◆ SET PROBLEM: Recast the lines below as a Markdown table with two columns, "Row" and "Line", numbering each line in order and leaving out any blank lines.

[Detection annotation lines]

--- START ---

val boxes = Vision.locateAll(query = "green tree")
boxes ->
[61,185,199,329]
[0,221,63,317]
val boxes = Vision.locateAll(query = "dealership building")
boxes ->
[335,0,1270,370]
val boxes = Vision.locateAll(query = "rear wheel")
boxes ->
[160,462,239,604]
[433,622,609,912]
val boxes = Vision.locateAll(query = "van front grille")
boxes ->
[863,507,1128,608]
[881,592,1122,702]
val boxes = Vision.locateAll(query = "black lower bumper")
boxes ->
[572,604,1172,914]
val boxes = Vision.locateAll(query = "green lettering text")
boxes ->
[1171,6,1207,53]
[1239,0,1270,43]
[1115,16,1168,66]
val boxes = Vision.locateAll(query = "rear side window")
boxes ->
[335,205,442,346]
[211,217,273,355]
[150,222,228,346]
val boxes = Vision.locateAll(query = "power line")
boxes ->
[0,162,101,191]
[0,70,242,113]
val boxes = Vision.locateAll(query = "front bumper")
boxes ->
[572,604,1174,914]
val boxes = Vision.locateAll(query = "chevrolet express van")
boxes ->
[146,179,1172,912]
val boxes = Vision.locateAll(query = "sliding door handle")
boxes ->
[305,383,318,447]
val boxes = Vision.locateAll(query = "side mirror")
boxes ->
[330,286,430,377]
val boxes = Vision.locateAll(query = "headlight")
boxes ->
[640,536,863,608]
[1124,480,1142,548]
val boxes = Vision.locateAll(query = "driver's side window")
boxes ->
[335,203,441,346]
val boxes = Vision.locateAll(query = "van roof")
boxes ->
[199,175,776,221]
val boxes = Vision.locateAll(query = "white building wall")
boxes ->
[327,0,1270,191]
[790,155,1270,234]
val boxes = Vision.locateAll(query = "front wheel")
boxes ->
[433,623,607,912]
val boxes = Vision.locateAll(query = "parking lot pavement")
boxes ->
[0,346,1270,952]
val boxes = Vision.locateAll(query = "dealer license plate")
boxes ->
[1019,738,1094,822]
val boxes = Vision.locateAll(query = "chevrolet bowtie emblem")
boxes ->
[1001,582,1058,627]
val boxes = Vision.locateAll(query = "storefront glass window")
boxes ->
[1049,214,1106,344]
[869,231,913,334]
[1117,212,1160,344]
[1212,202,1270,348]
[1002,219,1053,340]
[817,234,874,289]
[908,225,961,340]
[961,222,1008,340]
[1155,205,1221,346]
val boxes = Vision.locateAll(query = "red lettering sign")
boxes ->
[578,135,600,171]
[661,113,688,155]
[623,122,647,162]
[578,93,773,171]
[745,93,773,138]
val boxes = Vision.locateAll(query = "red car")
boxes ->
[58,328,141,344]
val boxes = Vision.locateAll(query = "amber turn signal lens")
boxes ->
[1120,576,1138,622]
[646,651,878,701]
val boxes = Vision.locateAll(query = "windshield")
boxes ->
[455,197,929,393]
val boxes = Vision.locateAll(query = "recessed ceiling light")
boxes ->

--- END ---

◆ OUTPUT BELOW:
| Row | Line |
|---|---|
| 1 | val boxes = Vision.locateAll(query = "green tree") |
| 2 | boxes -> |
| 3 | [61,185,199,329] |
| 4 | [0,221,63,317] |
| 5 | val boxes = Vision.locateAll(query = "dealership building") |
| 6 | boxes -> |
| 7 | [335,0,1270,370] |
| 8 | val boxes = Vision.locateAll(query = "rear wheel") |
| 9 | boxes -> |
| 10 | [160,462,239,604] |
| 11 | [433,622,609,912] |
| 12 | val boxes = Vision.locateAll(query = "van front grille") |
| 13 | boxes -> |
| 14 | [863,507,1128,608] |
| 15 | [881,592,1122,702] |
| 16 | val boxes = Vision.locateAll(query = "black lower bumper") |
| 17 | boxes -> |
| 18 | [572,604,1172,914] |
| 19 | val boxes = Vision.locateAll(query = "green lettering text") |
| 20 | boxes -> |
| 21 | [1171,6,1207,53] |
| 22 | [1239,0,1270,43] |
| 23 | [1115,16,1168,66] |
| 24 | val boxes = Vision.locateAll(query = "rear side window") |
| 25 | boxes -> |
| 26 | [335,205,442,346] |
| 27 | [211,217,273,355] |
| 28 | [150,222,228,346] |
| 29 | val boxes = Vision.locateAll(query = "power line") |
| 30 | boxes -> |
| 31 | [0,162,101,191] |
| 32 | [0,70,242,113] |
| 33 | val boxes = Vision.locateAll(query = "front bumper") |
| 34 | boxes -> |
| 35 | [572,604,1174,914] |
| 36 | val boxes = Vision.locateAll(query = "chevrolet express van") |
| 37 | boxes -> |
| 38 | [146,179,1172,912] |
| 39 | val boxes = Vision.locateAll(query = "sliding door handle") |
| 40 | boxes -> |
| 41 | [305,383,318,447] |
| 42 | val boxes = Vision.locateAll(query = "side mirror") |
| 43 | boxes -> |
| 44 | [330,286,430,377] |
| 45 | val boxes = Vision.locateAll(query = "headlight") |
| 46 | boxes -> |
| 47 | [640,536,863,608] |
| 48 | [1124,480,1142,548] |
| 49 | val boxes = Vision.locateAll(query = "driver's side window") |
| 50 | boxes -> |
| 51 | [335,203,441,346] |
| 52 | val boxes = Vision.locateAll(query = "van roof") |
| 53 | boxes -> |
| 54 | [199,175,776,221] |
| 55 | val boxes = Vision.locateAll(query = "white building wall") |
| 56 | boxes -> |
| 57 | [327,0,1270,191] |
| 58 | [790,155,1270,234] |
| 59 | val boxes = Vision.locateAll(query = "front wheel") |
| 60 | boxes -> |
| 61 | [433,623,607,912] |
| 62 | val boxes = Vision.locateAll(query = "parking lot pavement") |
| 63 | boxes -> |
| 64 | [0,346,1270,952] |
| 65 | val boxes = Vision.locateAll(query = "dealer license plate") |
| 66 | boxes -> |
| 67 | [1019,738,1094,822] |
| 68 | val boxes = Vision.locateAll(query = "chevrolet bowtie emblem") |
| 69 | boxes -> |
| 70 | [1001,582,1058,627] |
| 71 | val boxes = Vision.locateAll(query = "storefront glass window") |
| 72 | boxes -> |
| 73 | [1049,214,1106,344] |
| 74 | [869,231,913,334] |
| 75 | [1117,212,1160,344] |
| 76 | [1212,202,1270,348] |
| 77 | [1002,219,1053,340] |
| 78 | [817,234,874,289] |
| 79 | [908,225,961,340] |
| 80 | [961,222,1008,340] |
| 81 | [1155,205,1221,346] |
| 82 | val boxes = Vision.locateAll(query = "red lettering sign") |
| 83 | boxes -> |
| 84 | [578,135,600,171] |
| 85 | [661,113,688,155] |
| 86 | [623,122,647,162] |
| 87 | [578,93,773,171] |
| 88 | [745,93,773,138] |
| 89 | val boxes = Vision.locateAll(query = "red car") |
| 90 | boxes -> |
| 91 | [58,328,141,344] |
| 92 | val boxes = Vision.locateAll(query = "amber turn signal lens") |
| 93 | boxes -> |
| 94 | [1120,576,1138,622] |
| 95 | [646,651,878,701] |
| 96 | val boxes = Vision.locateAll(query = "windshield") |
| 97 | boxes -> |
| 98 | [455,197,929,393] |
| 99 | val boxes = Vision.locateAll(query = "recessed ceiling light") |
| 100 | boxes -> |